_What is required:_
List each line in the rows below that contains the string "platform". Treat uppercase and lowercase as distinct.

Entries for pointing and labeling
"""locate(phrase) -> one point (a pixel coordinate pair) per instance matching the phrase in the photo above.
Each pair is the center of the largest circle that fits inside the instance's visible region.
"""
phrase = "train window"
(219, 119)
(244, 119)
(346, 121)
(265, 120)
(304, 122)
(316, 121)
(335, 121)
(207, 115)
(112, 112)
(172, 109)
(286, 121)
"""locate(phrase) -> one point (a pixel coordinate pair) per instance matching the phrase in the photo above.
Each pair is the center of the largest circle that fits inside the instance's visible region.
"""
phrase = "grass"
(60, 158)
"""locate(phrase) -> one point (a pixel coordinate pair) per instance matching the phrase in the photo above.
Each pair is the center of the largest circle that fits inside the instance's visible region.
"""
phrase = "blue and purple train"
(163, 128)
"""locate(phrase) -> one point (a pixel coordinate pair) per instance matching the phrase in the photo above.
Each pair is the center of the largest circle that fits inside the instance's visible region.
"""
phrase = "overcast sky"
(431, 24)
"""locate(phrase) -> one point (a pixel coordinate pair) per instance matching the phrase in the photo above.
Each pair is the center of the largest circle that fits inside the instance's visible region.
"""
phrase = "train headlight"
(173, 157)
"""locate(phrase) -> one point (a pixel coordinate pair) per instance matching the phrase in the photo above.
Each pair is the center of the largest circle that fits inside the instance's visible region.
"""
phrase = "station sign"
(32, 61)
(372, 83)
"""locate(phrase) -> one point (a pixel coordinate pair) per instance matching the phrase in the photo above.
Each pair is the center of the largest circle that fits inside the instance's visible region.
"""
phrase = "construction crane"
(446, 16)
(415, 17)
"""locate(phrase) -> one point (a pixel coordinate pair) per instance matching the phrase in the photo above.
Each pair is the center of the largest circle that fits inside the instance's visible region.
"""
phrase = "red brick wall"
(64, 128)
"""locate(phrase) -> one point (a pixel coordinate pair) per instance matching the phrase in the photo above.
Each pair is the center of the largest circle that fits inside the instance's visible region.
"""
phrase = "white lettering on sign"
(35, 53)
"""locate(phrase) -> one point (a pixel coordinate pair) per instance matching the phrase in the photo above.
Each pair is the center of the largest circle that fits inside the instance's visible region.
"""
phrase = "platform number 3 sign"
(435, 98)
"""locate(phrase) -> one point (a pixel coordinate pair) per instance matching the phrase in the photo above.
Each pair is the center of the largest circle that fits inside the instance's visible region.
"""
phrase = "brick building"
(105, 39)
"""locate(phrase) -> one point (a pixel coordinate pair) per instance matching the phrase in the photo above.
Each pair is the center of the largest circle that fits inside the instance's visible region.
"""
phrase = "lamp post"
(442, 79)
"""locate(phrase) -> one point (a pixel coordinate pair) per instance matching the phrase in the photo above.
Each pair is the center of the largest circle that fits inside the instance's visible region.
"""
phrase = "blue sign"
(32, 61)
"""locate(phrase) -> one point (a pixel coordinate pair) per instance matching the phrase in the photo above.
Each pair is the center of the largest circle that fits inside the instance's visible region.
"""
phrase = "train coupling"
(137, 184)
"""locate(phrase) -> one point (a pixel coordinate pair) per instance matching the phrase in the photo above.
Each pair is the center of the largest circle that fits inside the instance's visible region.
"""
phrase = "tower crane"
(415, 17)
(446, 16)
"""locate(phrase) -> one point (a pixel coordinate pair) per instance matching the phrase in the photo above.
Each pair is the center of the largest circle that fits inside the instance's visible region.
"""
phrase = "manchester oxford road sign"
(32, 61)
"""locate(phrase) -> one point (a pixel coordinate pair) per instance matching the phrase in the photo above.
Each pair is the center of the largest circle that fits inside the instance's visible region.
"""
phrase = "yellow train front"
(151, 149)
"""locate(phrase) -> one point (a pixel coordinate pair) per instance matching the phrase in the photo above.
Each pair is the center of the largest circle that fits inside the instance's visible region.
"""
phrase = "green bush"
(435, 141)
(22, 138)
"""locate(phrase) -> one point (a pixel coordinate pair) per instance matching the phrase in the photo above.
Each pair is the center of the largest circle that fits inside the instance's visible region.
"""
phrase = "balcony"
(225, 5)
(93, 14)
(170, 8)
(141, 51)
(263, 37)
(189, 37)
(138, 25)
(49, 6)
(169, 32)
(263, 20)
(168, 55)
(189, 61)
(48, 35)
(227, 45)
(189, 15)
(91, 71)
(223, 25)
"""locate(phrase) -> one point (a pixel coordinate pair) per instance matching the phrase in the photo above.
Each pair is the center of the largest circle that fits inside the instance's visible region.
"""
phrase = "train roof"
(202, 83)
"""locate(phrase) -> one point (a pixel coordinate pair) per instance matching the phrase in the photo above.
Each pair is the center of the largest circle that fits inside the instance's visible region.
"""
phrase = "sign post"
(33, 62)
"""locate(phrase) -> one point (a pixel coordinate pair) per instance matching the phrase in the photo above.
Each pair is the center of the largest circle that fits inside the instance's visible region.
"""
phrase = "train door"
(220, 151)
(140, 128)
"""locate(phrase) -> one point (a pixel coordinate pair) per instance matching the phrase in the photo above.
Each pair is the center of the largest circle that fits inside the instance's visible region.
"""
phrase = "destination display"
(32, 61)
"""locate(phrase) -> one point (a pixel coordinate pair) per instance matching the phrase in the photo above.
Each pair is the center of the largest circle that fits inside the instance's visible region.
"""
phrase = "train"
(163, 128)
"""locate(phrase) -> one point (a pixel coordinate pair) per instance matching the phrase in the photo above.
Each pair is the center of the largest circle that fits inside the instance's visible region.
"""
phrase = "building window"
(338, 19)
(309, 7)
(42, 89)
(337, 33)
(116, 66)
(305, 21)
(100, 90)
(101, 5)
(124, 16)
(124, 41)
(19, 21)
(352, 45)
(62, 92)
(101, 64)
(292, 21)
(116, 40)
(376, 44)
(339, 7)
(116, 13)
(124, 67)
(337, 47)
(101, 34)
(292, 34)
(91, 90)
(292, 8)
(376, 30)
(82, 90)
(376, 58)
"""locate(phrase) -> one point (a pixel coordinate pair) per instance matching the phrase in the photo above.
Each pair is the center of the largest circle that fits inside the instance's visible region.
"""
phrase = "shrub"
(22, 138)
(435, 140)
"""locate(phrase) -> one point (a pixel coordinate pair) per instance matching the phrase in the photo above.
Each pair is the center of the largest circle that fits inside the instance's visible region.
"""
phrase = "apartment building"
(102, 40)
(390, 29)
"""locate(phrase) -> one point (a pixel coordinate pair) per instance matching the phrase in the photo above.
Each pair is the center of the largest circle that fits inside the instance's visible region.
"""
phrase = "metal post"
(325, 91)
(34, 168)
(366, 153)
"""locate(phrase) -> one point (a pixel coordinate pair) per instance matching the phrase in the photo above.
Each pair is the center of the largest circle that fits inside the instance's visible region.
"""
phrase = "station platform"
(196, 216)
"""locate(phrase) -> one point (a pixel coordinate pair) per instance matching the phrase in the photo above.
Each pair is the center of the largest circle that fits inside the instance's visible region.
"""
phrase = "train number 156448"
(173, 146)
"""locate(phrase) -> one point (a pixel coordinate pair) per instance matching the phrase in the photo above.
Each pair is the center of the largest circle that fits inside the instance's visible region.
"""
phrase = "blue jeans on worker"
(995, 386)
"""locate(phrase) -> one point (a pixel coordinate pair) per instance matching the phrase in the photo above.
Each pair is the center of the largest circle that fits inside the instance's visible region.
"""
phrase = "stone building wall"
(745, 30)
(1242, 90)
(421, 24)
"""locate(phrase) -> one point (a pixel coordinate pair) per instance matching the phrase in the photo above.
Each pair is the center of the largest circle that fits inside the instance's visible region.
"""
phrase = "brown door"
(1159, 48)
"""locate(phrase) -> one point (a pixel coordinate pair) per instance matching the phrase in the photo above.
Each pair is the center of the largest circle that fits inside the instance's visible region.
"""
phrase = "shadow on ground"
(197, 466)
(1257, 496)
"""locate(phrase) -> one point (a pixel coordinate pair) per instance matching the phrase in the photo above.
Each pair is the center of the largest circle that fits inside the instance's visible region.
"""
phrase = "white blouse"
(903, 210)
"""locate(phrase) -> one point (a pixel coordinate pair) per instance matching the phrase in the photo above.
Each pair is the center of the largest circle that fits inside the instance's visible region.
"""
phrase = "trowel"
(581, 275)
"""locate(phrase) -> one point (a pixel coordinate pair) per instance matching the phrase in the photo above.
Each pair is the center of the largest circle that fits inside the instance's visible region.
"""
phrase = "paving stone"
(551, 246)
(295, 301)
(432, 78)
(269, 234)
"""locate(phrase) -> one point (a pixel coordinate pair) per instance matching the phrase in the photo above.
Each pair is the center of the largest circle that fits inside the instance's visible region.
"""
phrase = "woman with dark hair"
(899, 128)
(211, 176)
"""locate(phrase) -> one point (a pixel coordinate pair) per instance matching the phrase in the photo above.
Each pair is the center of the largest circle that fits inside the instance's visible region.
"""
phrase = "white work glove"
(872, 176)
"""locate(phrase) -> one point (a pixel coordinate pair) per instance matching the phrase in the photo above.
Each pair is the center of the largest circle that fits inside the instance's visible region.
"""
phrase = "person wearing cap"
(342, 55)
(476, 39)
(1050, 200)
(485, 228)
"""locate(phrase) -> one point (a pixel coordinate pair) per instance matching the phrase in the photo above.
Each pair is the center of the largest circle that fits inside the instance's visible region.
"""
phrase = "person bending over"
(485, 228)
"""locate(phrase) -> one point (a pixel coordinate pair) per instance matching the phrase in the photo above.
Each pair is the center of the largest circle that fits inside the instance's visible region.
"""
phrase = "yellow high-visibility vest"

_Response to the exercise:_
phrase = "platform number 3 sign"
phrase = "station platform"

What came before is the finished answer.